Consigne A =>
Répondez aux questions suivantes d’après le texte sur l’éducation des jeunes filles au moyen âge :
(i) Dans quelle ville sainte Radegonde avait-elle fondé son monastère ?
(ii) De quel pays sainte Gertrude faisait-elle venir des maîtres ?
(iii) Quel Père de l’Église donne tout un plan d’éducation destiné à des jeunes filles ?
Consigne B => Extrayez du texte sur l’éducation des jeunes filles au moyen âge le passage qui commence par « Au VIIème siècle, sainte » et se poursuit jusqu’à « dans son enfance. ».
Consigne C => Écrivez la suite du texte sur l’éducation des jeunes filles au moyen âge, à partir de sa dernière phrase.

Texte d’étude =>
****************
Les religieuses de Saint-Sulpice, comme le prouve la tradition, se livraient à l’enseignement, mais il serait difficile de préciser ce qu’elles apprenaient aux enfants qui leur étaient confiées. Certes, l’éducation des jeunes filles au moyen âge ne fut pas aussi soignée que celle des garcons, pourtant elle ne fut point négligée et encore moins oubliée. Sous Charlemagne, saint Louis, Philippe le Bel et jusqu’à Charles VIII, on trouve des femmes éminentes qui se distinguent non seulement par leurs vertus publiques ou privées, mais encore par la variété des connaissances et quelquefois même par le talent d’écrire. Si saint Paul recommande à la femme de se taire à l’église et lui défend de disputer sur le dogme et la morale, néanmoins, dans sa sollicitude, il confond les diaconnesses avec les diacres de la primitive Eglise. A son exemple, le Pères grecs et latins témoignent dans la suite un zéle spécial pour l’nstruction de la femme. Saint Jérôme ne donne-t-il pas tout un plan d’éducation destiné à des jeunes filles. Un fait constant, c’est qu’au VIème et VIIème siècles, il existait sur le sol de Gaule plusieurs monastère dans lesquels les lettres divines et humaines étaient cultivées par les religieuses, et où de jeunes enfants étaient admises et élevées. Sainte Radegonde, au monastère de Saint-Croix, qu’elle avait fondé à Poitiers, lisait habituellement Saint Grégoire de Nazianze, Saint Basile, Saint Athanase, Saint Hilaire, Saint Ambroise, Saint Augustin .... Elle exhortait ses compagnes à imiter son exemple ; elle les instruisait elle-même, et quand on faisait la lecture en commun elle expliquait les passages obscurs et difficiles.
Au VIIème siècle, sainte Gertrude, abbesse de Nivelle, savait, dit-on, par cœur la plus grande partie de l’Ecriture Sainte. Elle faisait venir des livres de Rome et des maîtres d’Irlande. Au monstère de Saint-Jean de Laon, saint Austrude s’exercait à l’enseignement des lettres qu’elle avait étudiées dans son enfance.
****************
Lignes fournies =>
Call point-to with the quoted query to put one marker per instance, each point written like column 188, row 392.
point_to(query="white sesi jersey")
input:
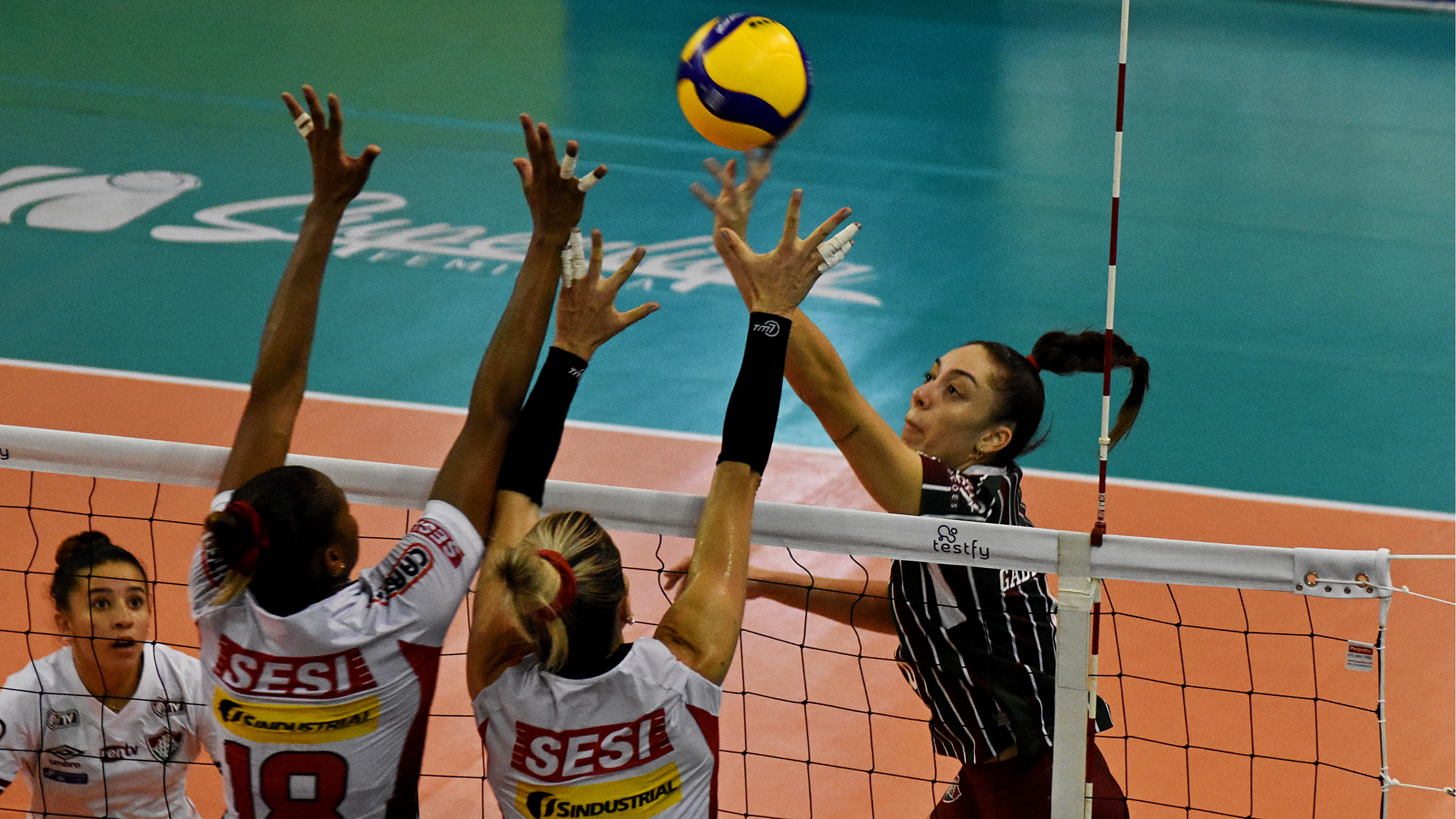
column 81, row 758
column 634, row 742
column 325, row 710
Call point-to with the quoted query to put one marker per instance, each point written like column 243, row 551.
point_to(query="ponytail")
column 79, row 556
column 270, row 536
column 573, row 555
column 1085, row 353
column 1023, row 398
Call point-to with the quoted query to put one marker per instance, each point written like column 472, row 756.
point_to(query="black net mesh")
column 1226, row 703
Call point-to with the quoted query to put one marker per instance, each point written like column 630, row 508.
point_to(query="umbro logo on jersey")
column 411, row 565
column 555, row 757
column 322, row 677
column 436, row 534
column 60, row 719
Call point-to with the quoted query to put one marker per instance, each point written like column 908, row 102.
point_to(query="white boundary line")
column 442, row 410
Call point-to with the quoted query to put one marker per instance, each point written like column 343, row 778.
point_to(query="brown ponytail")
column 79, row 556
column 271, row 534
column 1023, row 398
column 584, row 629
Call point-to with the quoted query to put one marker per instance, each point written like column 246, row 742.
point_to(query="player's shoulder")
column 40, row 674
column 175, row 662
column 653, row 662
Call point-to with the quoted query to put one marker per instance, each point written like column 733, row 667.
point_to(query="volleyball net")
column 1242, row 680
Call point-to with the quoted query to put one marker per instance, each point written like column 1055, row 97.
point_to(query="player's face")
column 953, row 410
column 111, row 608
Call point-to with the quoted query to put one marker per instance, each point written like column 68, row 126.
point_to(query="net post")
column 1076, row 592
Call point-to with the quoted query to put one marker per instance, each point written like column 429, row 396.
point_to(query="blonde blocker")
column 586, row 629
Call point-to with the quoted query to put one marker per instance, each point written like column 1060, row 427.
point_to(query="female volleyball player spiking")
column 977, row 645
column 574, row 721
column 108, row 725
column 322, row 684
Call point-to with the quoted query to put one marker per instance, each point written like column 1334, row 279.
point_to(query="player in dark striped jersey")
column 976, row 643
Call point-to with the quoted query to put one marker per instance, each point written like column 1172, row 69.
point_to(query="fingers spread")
****************
Réponse A =>
(i) À Poitiers.
(ii) D’Irlande.
(iii) Saint Jérôme.

Réponse B =>
Au VIIème siècle, sainte Gertrude, abbesse de Nivelle, savait, dit-on, par cœur la plus grande partie de l’Ecriture Sainte. Elle faisait venir des livres de Rome et des maîtres d’Irlande. Au monstère de Saint-Jean de Laon, saint Austrude s’exercait à l’enseignement des lettres qu’elle avait étudiées dans son enfance.

Réponse C =>
La règle donnée par saint Césaire, évêque d’Arles, au monstère de femmes qu’il avaint fondé de 507 à 512 dans sa ville épiscopale, il veut que toutes les religieuses apprennent les lettres, que tous les jours, en tout temps, elles consacrent à la lecture deux heures de la matinée. Dans une règle anonyme qui paraît fort ancienne, car elle est citée par saint Benoît d’Aniane, l’auteur fait aussi des recommandations aux religieuses sur la manière d’élever les plus jeunes filles. Il rappelle les soins pieux dont ces enfants doivent être entourées au couvent, de peur qu’elles ne contractent dans le premier âge des habitudes d’indolence et de légèreté qu’il serait difficile de corriger plus tard. Il ajoute qu’elles doivent être exercées de bonne heure à la lecture afin d’acquérir, dès leurs plus tendres années, les connaissances qui leur seront utiles à une époque plus avancée de la vie. Charlemagne voulut, dit Eginhard, que ses filles, aussi bien que ses fils, fussent instruites dans les arts libéraux, que lui-même cultivait. Des princesses, des jeunes filles, assistaient, dans l’école du palais, aux leçons d’Alcuin.
L’enseignement que ce maître donnait comprenait les premiers éléments de la grammaire, quelques aperçus de rhétorique et de logique, quelques notions d’arithmétique et d’astronomie.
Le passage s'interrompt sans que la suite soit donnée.